++++ Task data ++++

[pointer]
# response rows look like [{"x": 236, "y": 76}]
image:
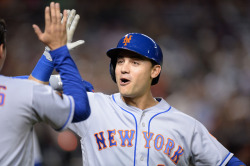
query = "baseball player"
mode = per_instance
[
  {"x": 134, "y": 128},
  {"x": 23, "y": 103}
]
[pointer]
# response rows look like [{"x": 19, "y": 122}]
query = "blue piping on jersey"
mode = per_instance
[
  {"x": 225, "y": 158},
  {"x": 149, "y": 127},
  {"x": 68, "y": 116},
  {"x": 135, "y": 128}
]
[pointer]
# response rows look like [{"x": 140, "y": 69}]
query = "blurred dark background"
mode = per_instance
[{"x": 206, "y": 68}]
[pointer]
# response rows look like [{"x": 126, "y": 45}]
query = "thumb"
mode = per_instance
[
  {"x": 37, "y": 30},
  {"x": 75, "y": 44}
]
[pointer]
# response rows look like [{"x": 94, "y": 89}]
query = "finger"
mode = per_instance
[
  {"x": 37, "y": 31},
  {"x": 75, "y": 44},
  {"x": 64, "y": 19},
  {"x": 47, "y": 17},
  {"x": 58, "y": 15},
  {"x": 74, "y": 23},
  {"x": 71, "y": 17},
  {"x": 52, "y": 13}
]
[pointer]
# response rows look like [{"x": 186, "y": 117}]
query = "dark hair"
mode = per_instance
[{"x": 2, "y": 32}]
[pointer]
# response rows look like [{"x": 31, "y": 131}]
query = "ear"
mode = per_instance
[
  {"x": 156, "y": 70},
  {"x": 1, "y": 51}
]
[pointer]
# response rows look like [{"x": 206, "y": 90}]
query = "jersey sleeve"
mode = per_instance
[
  {"x": 52, "y": 108},
  {"x": 206, "y": 149}
]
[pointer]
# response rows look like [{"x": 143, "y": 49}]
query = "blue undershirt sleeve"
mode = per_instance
[
  {"x": 234, "y": 161},
  {"x": 72, "y": 82}
]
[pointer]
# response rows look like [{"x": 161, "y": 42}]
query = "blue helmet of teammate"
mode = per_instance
[{"x": 139, "y": 44}]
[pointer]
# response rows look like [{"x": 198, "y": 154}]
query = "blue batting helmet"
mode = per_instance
[{"x": 139, "y": 44}]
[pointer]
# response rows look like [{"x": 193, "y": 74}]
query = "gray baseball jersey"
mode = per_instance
[
  {"x": 119, "y": 134},
  {"x": 22, "y": 104}
]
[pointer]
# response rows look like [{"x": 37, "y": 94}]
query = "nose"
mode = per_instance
[{"x": 125, "y": 67}]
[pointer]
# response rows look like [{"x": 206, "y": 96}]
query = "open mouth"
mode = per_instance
[{"x": 124, "y": 81}]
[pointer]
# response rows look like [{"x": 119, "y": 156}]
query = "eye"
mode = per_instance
[
  {"x": 119, "y": 61},
  {"x": 135, "y": 62}
]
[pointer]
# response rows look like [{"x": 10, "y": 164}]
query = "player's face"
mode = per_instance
[{"x": 133, "y": 75}]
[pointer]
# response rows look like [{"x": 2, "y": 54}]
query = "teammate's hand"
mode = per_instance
[
  {"x": 55, "y": 34},
  {"x": 72, "y": 22}
]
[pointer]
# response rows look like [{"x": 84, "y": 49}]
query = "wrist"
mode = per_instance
[{"x": 43, "y": 69}]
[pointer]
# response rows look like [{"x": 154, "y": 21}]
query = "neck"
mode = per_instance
[{"x": 142, "y": 102}]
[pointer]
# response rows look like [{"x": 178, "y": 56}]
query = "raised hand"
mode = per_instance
[{"x": 54, "y": 35}]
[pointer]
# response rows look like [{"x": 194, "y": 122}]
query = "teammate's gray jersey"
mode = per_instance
[
  {"x": 118, "y": 134},
  {"x": 22, "y": 104}
]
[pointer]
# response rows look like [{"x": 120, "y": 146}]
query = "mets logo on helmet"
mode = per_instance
[{"x": 127, "y": 39}]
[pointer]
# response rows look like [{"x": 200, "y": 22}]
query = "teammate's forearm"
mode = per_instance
[
  {"x": 234, "y": 161},
  {"x": 42, "y": 71},
  {"x": 72, "y": 82}
]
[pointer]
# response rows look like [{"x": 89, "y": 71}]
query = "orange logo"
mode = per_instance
[{"x": 127, "y": 40}]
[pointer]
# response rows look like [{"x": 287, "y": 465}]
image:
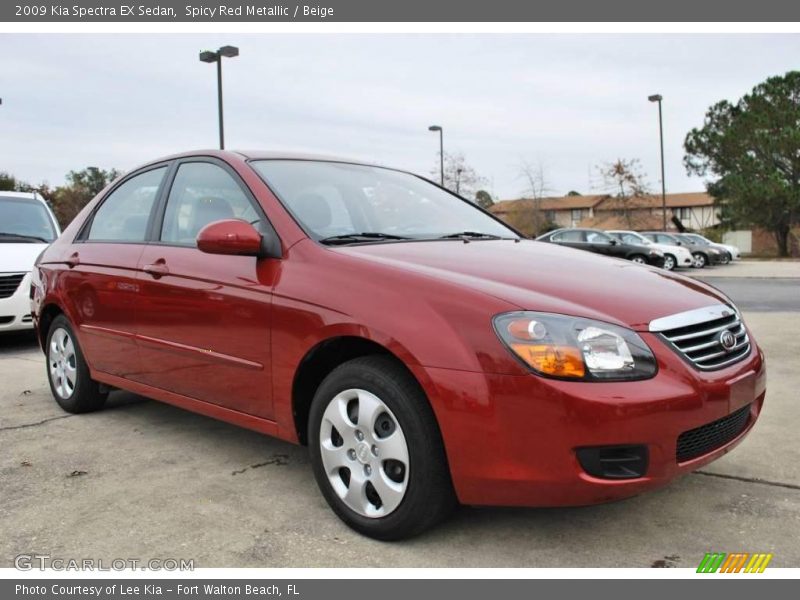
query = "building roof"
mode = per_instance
[
  {"x": 636, "y": 222},
  {"x": 550, "y": 203},
  {"x": 603, "y": 202}
]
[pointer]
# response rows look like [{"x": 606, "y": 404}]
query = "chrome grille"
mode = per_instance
[
  {"x": 9, "y": 284},
  {"x": 698, "y": 336}
]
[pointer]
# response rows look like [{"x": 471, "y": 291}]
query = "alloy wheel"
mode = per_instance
[
  {"x": 364, "y": 453},
  {"x": 62, "y": 362}
]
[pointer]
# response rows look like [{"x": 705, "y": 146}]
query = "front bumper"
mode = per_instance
[
  {"x": 512, "y": 440},
  {"x": 15, "y": 311}
]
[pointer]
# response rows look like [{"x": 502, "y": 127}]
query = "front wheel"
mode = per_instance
[
  {"x": 377, "y": 452},
  {"x": 700, "y": 260},
  {"x": 68, "y": 372}
]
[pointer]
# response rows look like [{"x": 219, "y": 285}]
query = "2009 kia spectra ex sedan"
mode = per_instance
[{"x": 423, "y": 351}]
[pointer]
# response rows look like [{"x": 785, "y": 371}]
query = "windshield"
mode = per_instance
[
  {"x": 24, "y": 219},
  {"x": 689, "y": 239},
  {"x": 596, "y": 237},
  {"x": 335, "y": 199},
  {"x": 697, "y": 239},
  {"x": 630, "y": 237}
]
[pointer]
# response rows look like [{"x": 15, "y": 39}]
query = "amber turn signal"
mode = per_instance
[{"x": 549, "y": 359}]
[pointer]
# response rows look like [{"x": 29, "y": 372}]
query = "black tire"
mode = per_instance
[
  {"x": 700, "y": 260},
  {"x": 428, "y": 497},
  {"x": 85, "y": 394}
]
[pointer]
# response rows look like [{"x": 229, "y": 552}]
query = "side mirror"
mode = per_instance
[{"x": 230, "y": 236}]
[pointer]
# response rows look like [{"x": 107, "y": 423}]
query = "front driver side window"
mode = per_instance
[
  {"x": 125, "y": 212},
  {"x": 201, "y": 194}
]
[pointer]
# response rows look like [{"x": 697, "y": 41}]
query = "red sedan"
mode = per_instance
[{"x": 423, "y": 350}]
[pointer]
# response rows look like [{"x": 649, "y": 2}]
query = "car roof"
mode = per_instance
[
  {"x": 23, "y": 196},
  {"x": 261, "y": 155}
]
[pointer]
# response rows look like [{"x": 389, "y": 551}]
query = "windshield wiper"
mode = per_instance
[
  {"x": 22, "y": 236},
  {"x": 364, "y": 236},
  {"x": 473, "y": 235}
]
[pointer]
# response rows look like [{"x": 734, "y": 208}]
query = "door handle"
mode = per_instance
[
  {"x": 73, "y": 260},
  {"x": 157, "y": 269}
]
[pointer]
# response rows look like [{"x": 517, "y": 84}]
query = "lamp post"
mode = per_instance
[
  {"x": 216, "y": 57},
  {"x": 658, "y": 98},
  {"x": 441, "y": 151}
]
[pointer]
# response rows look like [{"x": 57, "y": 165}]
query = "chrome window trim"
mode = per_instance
[{"x": 692, "y": 317}]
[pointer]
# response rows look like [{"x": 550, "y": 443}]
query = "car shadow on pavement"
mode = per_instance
[{"x": 18, "y": 341}]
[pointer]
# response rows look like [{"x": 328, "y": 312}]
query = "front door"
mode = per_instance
[
  {"x": 101, "y": 275},
  {"x": 203, "y": 320}
]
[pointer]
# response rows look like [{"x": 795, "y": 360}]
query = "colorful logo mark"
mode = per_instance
[{"x": 737, "y": 562}]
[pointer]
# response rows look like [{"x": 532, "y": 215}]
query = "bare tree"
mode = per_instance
[
  {"x": 533, "y": 220},
  {"x": 459, "y": 177},
  {"x": 626, "y": 180}
]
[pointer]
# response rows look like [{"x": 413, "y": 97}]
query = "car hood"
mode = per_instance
[
  {"x": 534, "y": 275},
  {"x": 16, "y": 258},
  {"x": 672, "y": 249}
]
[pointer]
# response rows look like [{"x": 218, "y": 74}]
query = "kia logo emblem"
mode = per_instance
[{"x": 727, "y": 340}]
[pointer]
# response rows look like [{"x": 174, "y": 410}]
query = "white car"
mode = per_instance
[
  {"x": 733, "y": 251},
  {"x": 674, "y": 256},
  {"x": 27, "y": 226}
]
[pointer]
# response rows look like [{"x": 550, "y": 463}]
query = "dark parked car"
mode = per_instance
[
  {"x": 424, "y": 352},
  {"x": 599, "y": 242},
  {"x": 703, "y": 255}
]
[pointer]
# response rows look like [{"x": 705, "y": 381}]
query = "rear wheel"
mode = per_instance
[
  {"x": 377, "y": 452},
  {"x": 67, "y": 371},
  {"x": 700, "y": 260}
]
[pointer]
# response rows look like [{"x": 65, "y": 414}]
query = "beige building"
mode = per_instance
[{"x": 695, "y": 210}]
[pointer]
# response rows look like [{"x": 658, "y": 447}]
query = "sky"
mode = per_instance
[{"x": 568, "y": 103}]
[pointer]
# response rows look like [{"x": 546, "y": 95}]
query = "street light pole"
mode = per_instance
[
  {"x": 441, "y": 151},
  {"x": 658, "y": 98},
  {"x": 210, "y": 57}
]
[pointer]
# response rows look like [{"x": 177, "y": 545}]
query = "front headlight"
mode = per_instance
[{"x": 575, "y": 348}]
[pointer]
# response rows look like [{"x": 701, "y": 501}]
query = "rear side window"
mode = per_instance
[
  {"x": 125, "y": 212},
  {"x": 201, "y": 194}
]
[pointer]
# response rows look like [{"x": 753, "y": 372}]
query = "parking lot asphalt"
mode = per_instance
[
  {"x": 146, "y": 480},
  {"x": 761, "y": 295}
]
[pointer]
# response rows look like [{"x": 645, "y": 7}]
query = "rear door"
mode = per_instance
[
  {"x": 203, "y": 319},
  {"x": 100, "y": 278}
]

++++

**Work item**. Among the records, find every line with the word "door" and copy it.

**Output of the task**.
query = "door handle"
query = "front door"
query = "rear door"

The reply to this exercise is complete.